INSTRUCTIONS TO FOLLOW>
Convert the data from its first line through the line containing "[(489, 320), (80, 251)]", inclusive, into a JSON array of strings with one string per line. Omit blank lines.

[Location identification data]

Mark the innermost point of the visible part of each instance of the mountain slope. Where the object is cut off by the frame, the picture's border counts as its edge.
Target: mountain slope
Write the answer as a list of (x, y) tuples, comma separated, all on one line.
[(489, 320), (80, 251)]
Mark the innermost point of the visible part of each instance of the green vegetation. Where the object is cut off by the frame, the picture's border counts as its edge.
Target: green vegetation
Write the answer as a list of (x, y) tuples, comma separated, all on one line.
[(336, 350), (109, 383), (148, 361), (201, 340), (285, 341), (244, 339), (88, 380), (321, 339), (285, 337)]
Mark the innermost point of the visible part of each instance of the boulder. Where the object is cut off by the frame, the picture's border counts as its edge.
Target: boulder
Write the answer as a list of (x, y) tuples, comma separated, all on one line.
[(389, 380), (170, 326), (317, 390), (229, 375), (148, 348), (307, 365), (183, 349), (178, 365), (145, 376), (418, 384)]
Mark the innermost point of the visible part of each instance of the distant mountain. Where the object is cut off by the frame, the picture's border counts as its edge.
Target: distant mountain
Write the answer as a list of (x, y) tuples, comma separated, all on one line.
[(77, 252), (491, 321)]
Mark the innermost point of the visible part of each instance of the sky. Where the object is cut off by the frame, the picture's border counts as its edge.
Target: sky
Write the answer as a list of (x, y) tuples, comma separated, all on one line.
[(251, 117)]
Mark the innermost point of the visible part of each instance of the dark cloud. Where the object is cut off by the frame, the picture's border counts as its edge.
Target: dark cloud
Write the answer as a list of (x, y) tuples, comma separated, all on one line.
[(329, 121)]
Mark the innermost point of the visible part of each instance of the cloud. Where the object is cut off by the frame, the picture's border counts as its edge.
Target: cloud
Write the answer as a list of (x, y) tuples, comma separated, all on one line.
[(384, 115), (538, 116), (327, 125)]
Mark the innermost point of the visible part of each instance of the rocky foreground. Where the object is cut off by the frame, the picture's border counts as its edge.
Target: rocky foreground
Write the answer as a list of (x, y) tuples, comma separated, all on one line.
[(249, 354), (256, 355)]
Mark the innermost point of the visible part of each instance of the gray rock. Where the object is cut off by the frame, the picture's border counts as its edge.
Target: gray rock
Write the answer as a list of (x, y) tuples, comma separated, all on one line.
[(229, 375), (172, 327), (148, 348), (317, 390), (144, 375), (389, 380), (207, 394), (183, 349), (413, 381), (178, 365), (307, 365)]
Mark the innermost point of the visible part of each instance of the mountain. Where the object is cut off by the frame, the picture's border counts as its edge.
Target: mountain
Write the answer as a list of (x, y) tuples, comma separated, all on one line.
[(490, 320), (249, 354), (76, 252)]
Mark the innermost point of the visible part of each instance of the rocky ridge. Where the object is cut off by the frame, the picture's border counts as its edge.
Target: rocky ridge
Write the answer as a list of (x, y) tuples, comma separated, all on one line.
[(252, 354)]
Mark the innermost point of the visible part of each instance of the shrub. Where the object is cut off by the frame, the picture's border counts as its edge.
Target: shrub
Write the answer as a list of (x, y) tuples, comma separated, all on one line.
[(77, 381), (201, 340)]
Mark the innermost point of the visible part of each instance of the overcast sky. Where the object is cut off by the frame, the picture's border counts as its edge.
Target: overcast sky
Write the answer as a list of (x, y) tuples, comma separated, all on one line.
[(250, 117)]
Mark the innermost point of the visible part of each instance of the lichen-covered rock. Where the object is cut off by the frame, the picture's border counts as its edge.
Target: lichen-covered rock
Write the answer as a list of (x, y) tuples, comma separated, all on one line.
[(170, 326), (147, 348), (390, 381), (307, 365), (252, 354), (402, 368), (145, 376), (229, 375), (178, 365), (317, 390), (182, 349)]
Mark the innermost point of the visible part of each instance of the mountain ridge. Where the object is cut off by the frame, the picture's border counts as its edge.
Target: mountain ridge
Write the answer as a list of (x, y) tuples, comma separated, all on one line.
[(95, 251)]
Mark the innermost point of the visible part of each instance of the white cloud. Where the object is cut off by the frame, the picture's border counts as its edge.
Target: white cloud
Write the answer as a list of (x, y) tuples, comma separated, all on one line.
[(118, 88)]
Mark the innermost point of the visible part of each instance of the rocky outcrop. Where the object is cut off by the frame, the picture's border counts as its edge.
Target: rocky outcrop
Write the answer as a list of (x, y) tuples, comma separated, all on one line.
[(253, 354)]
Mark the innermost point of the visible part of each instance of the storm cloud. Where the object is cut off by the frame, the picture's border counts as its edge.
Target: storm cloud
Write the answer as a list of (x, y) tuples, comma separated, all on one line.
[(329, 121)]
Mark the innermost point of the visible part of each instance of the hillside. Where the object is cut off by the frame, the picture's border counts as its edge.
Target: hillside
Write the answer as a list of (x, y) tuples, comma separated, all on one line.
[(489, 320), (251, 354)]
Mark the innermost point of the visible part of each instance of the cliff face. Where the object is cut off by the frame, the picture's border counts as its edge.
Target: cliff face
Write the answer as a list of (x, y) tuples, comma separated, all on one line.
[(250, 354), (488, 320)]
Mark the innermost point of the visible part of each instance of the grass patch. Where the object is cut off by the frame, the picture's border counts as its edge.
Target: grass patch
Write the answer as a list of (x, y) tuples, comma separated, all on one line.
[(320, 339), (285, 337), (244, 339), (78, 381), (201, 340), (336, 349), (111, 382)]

REPLY>
[
  "Mark the innermost point of the visible part of each instance of the mountain slope. Where the object is cut off by the frame, the picture's border counts as its edge.",
  "Target: mountain slope",
  "Write the answer as a list of (x, y) tuples, comma separated, all on one line.",
  "[(489, 320), (80, 251)]"
]